[[ LISTED RECORDS, beginning ]]

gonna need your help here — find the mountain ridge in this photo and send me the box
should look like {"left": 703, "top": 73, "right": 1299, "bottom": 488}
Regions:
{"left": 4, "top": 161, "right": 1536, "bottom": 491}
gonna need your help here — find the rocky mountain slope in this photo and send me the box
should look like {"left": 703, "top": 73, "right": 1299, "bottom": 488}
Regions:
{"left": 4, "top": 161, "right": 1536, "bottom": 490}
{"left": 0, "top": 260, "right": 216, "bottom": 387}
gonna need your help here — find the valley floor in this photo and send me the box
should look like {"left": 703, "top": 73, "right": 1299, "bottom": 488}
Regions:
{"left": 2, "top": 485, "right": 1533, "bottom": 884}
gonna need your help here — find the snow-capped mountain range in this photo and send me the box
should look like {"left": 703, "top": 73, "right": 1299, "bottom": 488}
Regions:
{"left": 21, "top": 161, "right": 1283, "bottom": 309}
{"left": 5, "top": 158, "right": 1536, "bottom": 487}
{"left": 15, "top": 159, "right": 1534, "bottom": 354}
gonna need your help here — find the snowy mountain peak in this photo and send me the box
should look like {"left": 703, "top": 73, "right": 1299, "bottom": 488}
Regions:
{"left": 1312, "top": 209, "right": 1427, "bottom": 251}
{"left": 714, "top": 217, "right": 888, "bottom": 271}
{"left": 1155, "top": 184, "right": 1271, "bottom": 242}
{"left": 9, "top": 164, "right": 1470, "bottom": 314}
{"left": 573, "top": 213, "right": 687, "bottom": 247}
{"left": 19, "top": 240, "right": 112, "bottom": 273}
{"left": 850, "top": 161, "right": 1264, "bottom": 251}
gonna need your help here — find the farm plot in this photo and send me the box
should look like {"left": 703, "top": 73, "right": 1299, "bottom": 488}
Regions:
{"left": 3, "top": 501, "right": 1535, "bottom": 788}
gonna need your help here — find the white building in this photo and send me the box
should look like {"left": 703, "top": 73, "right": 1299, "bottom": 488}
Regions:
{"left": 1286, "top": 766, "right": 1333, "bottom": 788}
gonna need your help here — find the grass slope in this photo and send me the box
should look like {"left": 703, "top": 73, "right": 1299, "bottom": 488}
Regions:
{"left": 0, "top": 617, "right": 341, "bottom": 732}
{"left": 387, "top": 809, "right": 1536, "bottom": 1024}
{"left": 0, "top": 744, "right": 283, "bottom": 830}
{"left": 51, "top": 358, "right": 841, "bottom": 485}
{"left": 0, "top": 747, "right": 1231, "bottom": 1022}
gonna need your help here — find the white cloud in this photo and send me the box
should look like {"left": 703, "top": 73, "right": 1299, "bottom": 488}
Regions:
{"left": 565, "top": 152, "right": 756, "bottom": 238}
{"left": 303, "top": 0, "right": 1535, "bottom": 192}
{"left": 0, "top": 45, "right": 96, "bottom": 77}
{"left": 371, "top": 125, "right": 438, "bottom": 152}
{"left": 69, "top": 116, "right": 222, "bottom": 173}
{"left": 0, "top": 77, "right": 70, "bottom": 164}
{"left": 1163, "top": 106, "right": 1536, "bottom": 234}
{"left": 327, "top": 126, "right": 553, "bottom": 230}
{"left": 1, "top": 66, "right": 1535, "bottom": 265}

[[ LISTED RECORDS, end ]]

EXERCISE DETAILS | Transcribe each line above exactly; skip none.

RESPONSE TO THE EXERCISE |
gonna need your help here — find the mountain ridge in this photo and send me the box
should look like {"left": 703, "top": 73, "right": 1299, "bottom": 488}
Regions:
{"left": 4, "top": 161, "right": 1536, "bottom": 491}
gonna need your help here — find the rocky mountain slope in this photo and send me the box
should look like {"left": 703, "top": 73, "right": 1299, "bottom": 488}
Regions:
{"left": 4, "top": 161, "right": 1536, "bottom": 490}
{"left": 0, "top": 260, "right": 216, "bottom": 387}
gonna need your help here — find the valley floor in this photo and send me the box
should look like {"left": 703, "top": 73, "right": 1299, "bottom": 488}
Regions:
{"left": 2, "top": 485, "right": 1533, "bottom": 884}
gonna need your help here — find the snow-capped mountain range in this photo and send me the box
should look like {"left": 703, "top": 73, "right": 1299, "bottom": 488}
Regions:
{"left": 21, "top": 161, "right": 1283, "bottom": 309}
{"left": 5, "top": 158, "right": 1536, "bottom": 487}
{"left": 15, "top": 159, "right": 1534, "bottom": 354}
gonna need your help here — find the snowy mountain peak in this photo and send me the box
should look like {"left": 703, "top": 73, "right": 1299, "bottom": 488}
Regions:
{"left": 1312, "top": 209, "right": 1427, "bottom": 251}
{"left": 714, "top": 217, "right": 888, "bottom": 271}
{"left": 1155, "top": 184, "right": 1271, "bottom": 242}
{"left": 9, "top": 164, "right": 1470, "bottom": 314}
{"left": 573, "top": 213, "right": 687, "bottom": 247}
{"left": 19, "top": 240, "right": 112, "bottom": 273}
{"left": 850, "top": 161, "right": 1264, "bottom": 251}
gonna need your help here — find the farm plot in this photo and send me the box
should look like {"left": 703, "top": 73, "right": 1299, "bottom": 488}
Regions:
{"left": 3, "top": 501, "right": 1535, "bottom": 788}
gonna need your help here — find the white building in this photo and send me the box
should look like {"left": 703, "top": 73, "right": 1299, "bottom": 488}
Regions:
{"left": 1286, "top": 766, "right": 1333, "bottom": 788}
gonna need your help here — find the grass slope in this photo and send me the box
should look like {"left": 703, "top": 73, "right": 1299, "bottom": 488}
Regions:
{"left": 0, "top": 617, "right": 341, "bottom": 732}
{"left": 387, "top": 809, "right": 1536, "bottom": 1024}
{"left": 0, "top": 744, "right": 283, "bottom": 830}
{"left": 51, "top": 358, "right": 841, "bottom": 485}
{"left": 0, "top": 747, "right": 1231, "bottom": 1022}
gonna need your help here — find the white cloud in this photo and send me the box
should look like {"left": 703, "top": 73, "right": 1299, "bottom": 488}
Regions:
{"left": 565, "top": 152, "right": 756, "bottom": 238}
{"left": 303, "top": 0, "right": 1535, "bottom": 192}
{"left": 0, "top": 45, "right": 96, "bottom": 77}
{"left": 371, "top": 125, "right": 438, "bottom": 152}
{"left": 69, "top": 116, "right": 222, "bottom": 173}
{"left": 0, "top": 77, "right": 70, "bottom": 164}
{"left": 1163, "top": 106, "right": 1536, "bottom": 234}
{"left": 327, "top": 126, "right": 553, "bottom": 230}
{"left": 1, "top": 66, "right": 1535, "bottom": 265}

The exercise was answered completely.